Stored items
###

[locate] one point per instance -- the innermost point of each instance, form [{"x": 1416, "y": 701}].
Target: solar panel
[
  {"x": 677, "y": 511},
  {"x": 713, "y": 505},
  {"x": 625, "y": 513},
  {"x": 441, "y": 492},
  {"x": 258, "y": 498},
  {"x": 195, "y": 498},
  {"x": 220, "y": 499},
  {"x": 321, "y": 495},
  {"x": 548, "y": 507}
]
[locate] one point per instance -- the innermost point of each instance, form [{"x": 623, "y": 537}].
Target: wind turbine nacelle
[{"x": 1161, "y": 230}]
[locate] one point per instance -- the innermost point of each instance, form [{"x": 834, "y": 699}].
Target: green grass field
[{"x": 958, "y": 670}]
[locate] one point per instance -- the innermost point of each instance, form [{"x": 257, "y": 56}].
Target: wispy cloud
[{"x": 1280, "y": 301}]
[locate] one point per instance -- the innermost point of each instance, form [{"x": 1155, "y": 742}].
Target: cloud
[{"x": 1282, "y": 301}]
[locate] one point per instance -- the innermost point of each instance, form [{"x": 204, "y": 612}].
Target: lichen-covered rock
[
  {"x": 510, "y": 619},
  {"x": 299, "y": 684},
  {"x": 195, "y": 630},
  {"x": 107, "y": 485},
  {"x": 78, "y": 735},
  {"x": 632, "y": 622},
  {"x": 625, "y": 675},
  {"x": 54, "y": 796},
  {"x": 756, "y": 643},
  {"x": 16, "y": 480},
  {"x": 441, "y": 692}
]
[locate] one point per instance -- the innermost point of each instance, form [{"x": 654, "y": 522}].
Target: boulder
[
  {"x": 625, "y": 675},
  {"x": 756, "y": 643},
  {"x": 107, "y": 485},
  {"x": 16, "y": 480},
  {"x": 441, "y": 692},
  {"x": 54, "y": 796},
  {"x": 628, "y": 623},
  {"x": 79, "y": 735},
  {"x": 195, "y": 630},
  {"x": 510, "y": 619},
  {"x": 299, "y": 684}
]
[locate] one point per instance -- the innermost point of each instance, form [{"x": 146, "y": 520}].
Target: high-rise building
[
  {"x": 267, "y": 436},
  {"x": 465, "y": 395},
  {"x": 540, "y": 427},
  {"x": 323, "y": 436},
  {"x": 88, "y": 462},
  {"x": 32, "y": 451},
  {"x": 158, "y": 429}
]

###

● **What is expected**: Reproduce every line in the data that has the word "innermost" in it.

● **The answer**:
[locate] one point per instance -- the innermost point of each instance, form [{"x": 1416, "y": 701}].
[locate] one point per instance -- the innermost point of each instance, form [{"x": 623, "y": 537}].
[locate] one point per instance -- the innermost point of each instance, form [{"x": 834, "y": 699}].
[locate] one point per instance -- the innermost point of each instance, form [{"x": 257, "y": 56}].
[locate] one point per instance -- the innermost point of each instance, form [{"x": 1155, "y": 742}].
[locate] one point per instance -- the innermost point of each instance, form [{"x": 204, "y": 612}].
[locate] one point per instance -- the innermost point of each instance, form [{"x": 654, "y": 522}].
[locate] one point per instance -- the innermost point of each instance, form [{"x": 146, "y": 520}].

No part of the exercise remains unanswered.